───── Belge bölümü
Müzenin konumu ve mimarisi de çok ilgi çekiyor. Arabayla müzenin bulunduğu tepeye yaklaşırken, bana adeta Atina’daki Akropolis’e benzer görkemli bir manzara gibi gözüktü. Yapının tamamında doğal taş kaplama kullanılmış. Malzemenin niteliği, mimarinin yalınlığı ve kolonların gün ışığını geçirmesi, müzeye görsel açıdan müthiş bir zenginlik kazandırmış.
──────────
───── Kayıtlı veriler
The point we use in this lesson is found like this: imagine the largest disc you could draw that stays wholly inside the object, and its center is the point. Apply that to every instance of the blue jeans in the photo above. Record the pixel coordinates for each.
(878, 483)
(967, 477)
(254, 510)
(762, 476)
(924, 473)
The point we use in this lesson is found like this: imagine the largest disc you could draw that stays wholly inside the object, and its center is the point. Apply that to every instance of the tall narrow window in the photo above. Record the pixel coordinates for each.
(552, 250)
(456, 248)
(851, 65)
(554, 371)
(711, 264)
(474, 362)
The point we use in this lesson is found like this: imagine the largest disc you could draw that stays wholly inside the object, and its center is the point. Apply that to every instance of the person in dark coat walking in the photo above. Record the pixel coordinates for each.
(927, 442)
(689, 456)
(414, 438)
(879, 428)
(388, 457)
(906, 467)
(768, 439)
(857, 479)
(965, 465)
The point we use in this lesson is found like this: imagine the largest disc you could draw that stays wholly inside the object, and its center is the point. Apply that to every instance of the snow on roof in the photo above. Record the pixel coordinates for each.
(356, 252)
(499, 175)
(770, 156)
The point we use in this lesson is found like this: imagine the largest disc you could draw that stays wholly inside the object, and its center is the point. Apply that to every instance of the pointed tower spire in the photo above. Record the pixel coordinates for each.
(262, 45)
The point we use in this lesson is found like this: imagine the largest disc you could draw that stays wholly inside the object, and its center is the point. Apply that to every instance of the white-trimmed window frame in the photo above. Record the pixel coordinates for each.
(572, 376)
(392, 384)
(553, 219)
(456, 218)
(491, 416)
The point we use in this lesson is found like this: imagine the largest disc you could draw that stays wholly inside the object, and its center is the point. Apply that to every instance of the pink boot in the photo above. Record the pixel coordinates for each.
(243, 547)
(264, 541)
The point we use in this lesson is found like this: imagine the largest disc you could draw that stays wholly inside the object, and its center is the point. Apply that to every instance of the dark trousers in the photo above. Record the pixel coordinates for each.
──────────
Kısa alıştırma 1:
Müzeyle ilgili metne göre yapının tamamında hangi malzeme kullanılmış?
Kısa alıştırma 2:
Müzeyle ilgili metinde müzeye görsel açıdan zenginlik kazandırdığı söylenen unsurları sıralayın.
Kısa alıştırma 3:
Müzeyle ilgili metni son cümlesinden sonra sürdürün.

Görev sonucu 1:
Doğal taş kaplama.

Görev sonucu 2:
- Malzemenin niteliği
- Mimarinin yalınlığı
- Kolonların gün ışığını geçirmesi

Görev sonucu 3:
Tutkuyla gerçekleştirilmiş bu koleksiyonda yer alan her bir eserin, kendi özelliğine göre belirlenmiş müze standartlarında korunarak, gelecek nesillere aktarılması ve sanatseverlerle paylaşılması hedefleniyor. Bir söyleşisinde Lucien Arkas, ‘koleksiyonculuğu hiçbir zaman bir toplama uğraşısı olarak görmediğini, sanatın izlediği seyri, disiplin çerçevesinde tutabilmek bilinciyle, çeyrek asırdan fazla süren ciddi uğraş neticesinde, ‘Türk Resmi’ ve ‘Avrupa Resmi’ olarak iki grupta koleksiyon oluşturmaya çalıştığını’ belirtiyor.
Yolunuz Urla’ya düşerse, önceden randevu alıp mutlaka bu olağanüstü müzeyi ziyaret etmenizi ve sunulan bu güzellikleri kaçırmamanızı öneririm.